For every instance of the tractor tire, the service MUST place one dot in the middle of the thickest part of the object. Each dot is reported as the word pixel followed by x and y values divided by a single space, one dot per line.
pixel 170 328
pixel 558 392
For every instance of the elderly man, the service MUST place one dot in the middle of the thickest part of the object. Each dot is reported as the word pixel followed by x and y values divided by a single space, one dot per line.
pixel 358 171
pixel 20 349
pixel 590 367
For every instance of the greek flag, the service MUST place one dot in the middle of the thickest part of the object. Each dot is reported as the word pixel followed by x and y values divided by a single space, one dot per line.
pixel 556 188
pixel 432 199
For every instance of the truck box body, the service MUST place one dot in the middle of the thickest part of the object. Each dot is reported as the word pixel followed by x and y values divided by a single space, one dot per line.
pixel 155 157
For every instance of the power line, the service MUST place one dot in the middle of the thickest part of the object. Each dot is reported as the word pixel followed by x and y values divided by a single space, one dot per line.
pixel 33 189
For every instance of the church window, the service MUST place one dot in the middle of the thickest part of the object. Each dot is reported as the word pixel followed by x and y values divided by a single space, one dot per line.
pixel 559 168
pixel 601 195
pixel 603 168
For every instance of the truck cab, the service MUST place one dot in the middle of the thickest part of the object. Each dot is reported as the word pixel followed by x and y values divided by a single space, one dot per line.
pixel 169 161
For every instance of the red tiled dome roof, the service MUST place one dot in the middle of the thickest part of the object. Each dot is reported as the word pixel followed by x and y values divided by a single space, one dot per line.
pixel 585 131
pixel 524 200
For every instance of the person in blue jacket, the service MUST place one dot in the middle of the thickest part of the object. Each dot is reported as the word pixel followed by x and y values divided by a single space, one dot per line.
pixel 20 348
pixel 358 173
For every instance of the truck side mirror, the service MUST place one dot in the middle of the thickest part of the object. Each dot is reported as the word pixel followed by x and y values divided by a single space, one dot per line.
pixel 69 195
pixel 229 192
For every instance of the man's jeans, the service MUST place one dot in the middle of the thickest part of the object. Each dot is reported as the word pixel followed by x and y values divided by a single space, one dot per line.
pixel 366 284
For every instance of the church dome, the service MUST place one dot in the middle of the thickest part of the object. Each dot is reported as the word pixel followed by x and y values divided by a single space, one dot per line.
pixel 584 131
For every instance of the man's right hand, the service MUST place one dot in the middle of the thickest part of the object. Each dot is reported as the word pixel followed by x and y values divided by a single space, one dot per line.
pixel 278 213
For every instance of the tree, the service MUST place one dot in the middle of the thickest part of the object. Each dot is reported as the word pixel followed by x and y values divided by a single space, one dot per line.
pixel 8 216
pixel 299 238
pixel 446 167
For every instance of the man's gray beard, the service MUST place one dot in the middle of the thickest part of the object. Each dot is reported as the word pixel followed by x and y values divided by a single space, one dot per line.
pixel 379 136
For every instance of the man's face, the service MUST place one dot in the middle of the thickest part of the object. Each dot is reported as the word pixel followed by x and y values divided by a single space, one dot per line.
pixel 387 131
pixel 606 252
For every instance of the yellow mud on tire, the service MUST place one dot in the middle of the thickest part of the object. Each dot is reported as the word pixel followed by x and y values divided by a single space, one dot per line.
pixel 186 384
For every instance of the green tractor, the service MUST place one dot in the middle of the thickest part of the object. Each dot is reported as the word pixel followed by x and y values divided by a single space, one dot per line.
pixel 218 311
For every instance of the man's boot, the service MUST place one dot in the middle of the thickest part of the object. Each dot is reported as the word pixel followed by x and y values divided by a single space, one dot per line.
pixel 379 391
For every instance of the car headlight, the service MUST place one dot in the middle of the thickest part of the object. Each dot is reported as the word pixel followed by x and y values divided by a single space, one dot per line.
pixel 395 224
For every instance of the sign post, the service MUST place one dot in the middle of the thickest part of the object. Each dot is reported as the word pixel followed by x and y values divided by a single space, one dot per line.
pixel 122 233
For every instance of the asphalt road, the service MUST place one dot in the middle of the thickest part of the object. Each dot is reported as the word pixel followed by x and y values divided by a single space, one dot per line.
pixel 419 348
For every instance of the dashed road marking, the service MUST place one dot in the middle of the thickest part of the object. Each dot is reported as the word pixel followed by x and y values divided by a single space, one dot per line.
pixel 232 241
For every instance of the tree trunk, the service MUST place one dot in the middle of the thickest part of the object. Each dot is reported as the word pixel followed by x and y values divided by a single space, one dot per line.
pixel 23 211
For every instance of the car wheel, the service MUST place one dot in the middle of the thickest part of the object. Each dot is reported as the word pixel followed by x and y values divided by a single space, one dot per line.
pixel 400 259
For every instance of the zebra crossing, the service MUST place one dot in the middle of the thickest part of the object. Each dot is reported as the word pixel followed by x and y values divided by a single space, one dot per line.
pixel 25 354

STATED GOAL - Lay out every line of the items above as a Markdown table with two columns, Row for the row number and Line for the line itself. Leave out any blank lines.

OUTPUT -
| Row | Line |
|---|---|
| 1 | For every instance of the tractor tire, the service MUST place one dot in the middle of the thickest part of the object. Each dot is reported as the word pixel followed by x and y values divided by a single space, one dot per line. |
| 2 | pixel 170 328 |
| 3 | pixel 558 392 |
| 4 | For every instance of the elderly man, the service MUST place one dot in the middle of the thickest part of the object. Each dot is reported as the word pixel followed by x and y values divided by a single space, one dot per line. |
| 5 | pixel 358 171 |
| 6 | pixel 20 349 |
| 7 | pixel 590 367 |
| 8 | For every instance of the greek flag, the service MUST place one dot in the middle of the thickest part of the object. Each dot is reported as the word pixel followed by x and y values divided by a single space, one dot per line. |
| 9 | pixel 556 188 |
| 10 | pixel 432 199 |
| 11 | For every instance of the truck box body, the service MUST place one dot in the middle of the thickest part of the object. Each dot is reported as the word pixel followed by x and y values divided by a single space, one dot per line. |
| 12 | pixel 155 157 |
| 13 | For every instance of the power line, the service MUST place one dot in the middle of the thickest part of the object. Each dot is reported as the word pixel followed by x and y values divided by a single space, one dot per line. |
| 14 | pixel 33 189 |
| 15 | For every instance of the church window, the service MUST place one dot in the middle of the thickest part of the object. Each dot is reported as the word pixel followed by x and y values divided by a single space, one dot per line. |
| 16 | pixel 559 168 |
| 17 | pixel 601 195 |
| 18 | pixel 603 168 |
| 19 | For every instance of the truck cab, the service MUST place one dot in the middle of the thickest part of the object. Each dot is reported as the word pixel followed by x and y values divided by a single space, one dot per line. |
| 20 | pixel 169 161 |
| 21 | For every instance of the red tiled dome roof, the service MUST place one dot in the middle of the thickest part of the object. Each dot is reported as the word pixel followed by x and y values divided by a single space, one dot per line. |
| 22 | pixel 585 131 |
| 23 | pixel 524 200 |
| 24 | For every instance of the person in blue jacket, the service MUST place one dot in the middle of the thickest part of the object. Each dot is reported as the word pixel followed by x and y values divided by a single space, one dot per line. |
| 25 | pixel 20 348 |
| 26 | pixel 358 173 |
| 27 | For every instance of the truck side mirror, the service MUST place one dot in the middle of the thickest part of the object. Each dot is reported as the word pixel followed by x and y values divided by a single space, one dot per line. |
| 28 | pixel 69 195 |
| 29 | pixel 229 192 |
| 30 | For every instance of the man's jeans, the service MUST place one dot in the middle of the thickest part of the object. Each dot is reported as the word pixel followed by x and y values divided by a single space, one dot per line. |
| 31 | pixel 366 284 |
| 32 | For every instance of the church dome, the service MUST place one dot in the middle of the thickest part of the object. Each dot is reported as the word pixel followed by x and y values divided by a single space, one dot per line. |
| 33 | pixel 584 131 |
| 34 | For every instance of the man's right hand, the service MUST place one dot in the middle of the thickest part of the object. Each dot is reported as the word pixel followed by x and y values divided by a single space, one dot per line. |
| 35 | pixel 278 213 |
| 36 | For every instance of the tree, the service MUST place one dot in the middle of the thickest part of the object. Each dot is reported as the word pixel followed by x and y values divided by a single space, one dot per line. |
| 37 | pixel 8 216 |
| 38 | pixel 299 238 |
| 39 | pixel 446 167 |
| 40 | For every instance of the man's gray beard, the service MUST place one dot in the middle of the thickest part of the object. Each dot is reported as the word pixel followed by x and y values divided by a single space, one dot per line. |
| 41 | pixel 379 136 |
| 42 | For every instance of the man's face, the service MUST place one dot in the middle of the thickest part of the object. Each dot is reported as the word pixel followed by x and y values divided by a single space, one dot per line. |
| 43 | pixel 387 131 |
| 44 | pixel 606 252 |
| 45 | For every instance of the yellow mud on tire, the service MUST place one dot in the middle of the thickest part of the object. Each dot is reported as the word pixel followed by x and y values divided by a single space, one dot per line. |
| 46 | pixel 186 384 |
| 47 | For every instance of the green tractor, the service MUST place one dot in the middle of the thickest part of the object. Each dot is reported as the word pixel followed by x and y values divided by a single space, one dot per line. |
| 48 | pixel 218 311 |
| 49 | For every instance of the man's boot, the service MUST place one dot in the middle of the thickest part of the object. Each dot is reported as the word pixel followed by x and y values divided by a single space, one dot per line. |
| 50 | pixel 379 391 |
| 51 | For every instance of the car headlight, the service MUST place one dot in the middle of the thickest part of the object. Each dot is reported as the word pixel followed by x and y values divided by a single space, one dot per line. |
| 52 | pixel 395 224 |
| 53 | For every instance of the sign post, the service MUST place one dot in the middle of the thickest part of the object. Each dot is reported as the word pixel followed by x and y values divided by a single space, one dot per line. |
| 54 | pixel 122 233 |
| 55 | For every instance of the asphalt road, the service MUST place one dot in the middle of the thickest part of the object. Each dot is reported as the word pixel followed by x and y values divided by a single space, one dot per line. |
| 56 | pixel 419 348 |
| 57 | For every instance of the dashed road marking, the service MUST place one dot in the middle of the thickest part of the object. Each dot is reported as the word pixel followed by x and y values divided by a single space, one dot per line. |
| 58 | pixel 232 241 |
| 59 | For every instance of the tree trunk, the service MUST place one dot in the middle of the thickest part of the object. Each dot is reported as the word pixel followed by x and y values divided by a single space, one dot per line. |
| 60 | pixel 23 211 |
| 61 | For every instance of the car wheel, the service MUST place one dot in the middle of the thickest part of the object. Each dot is reported as the word pixel followed by x and y values divided by a single space, one dot per line. |
| 62 | pixel 400 259 |
| 63 | For every instance of the zebra crossing, the service MUST place one dot in the middle of the thickest part of the object. Each dot is reported as the word pixel followed by x and y values divided by a single space, one dot per line. |
| 64 | pixel 25 354 |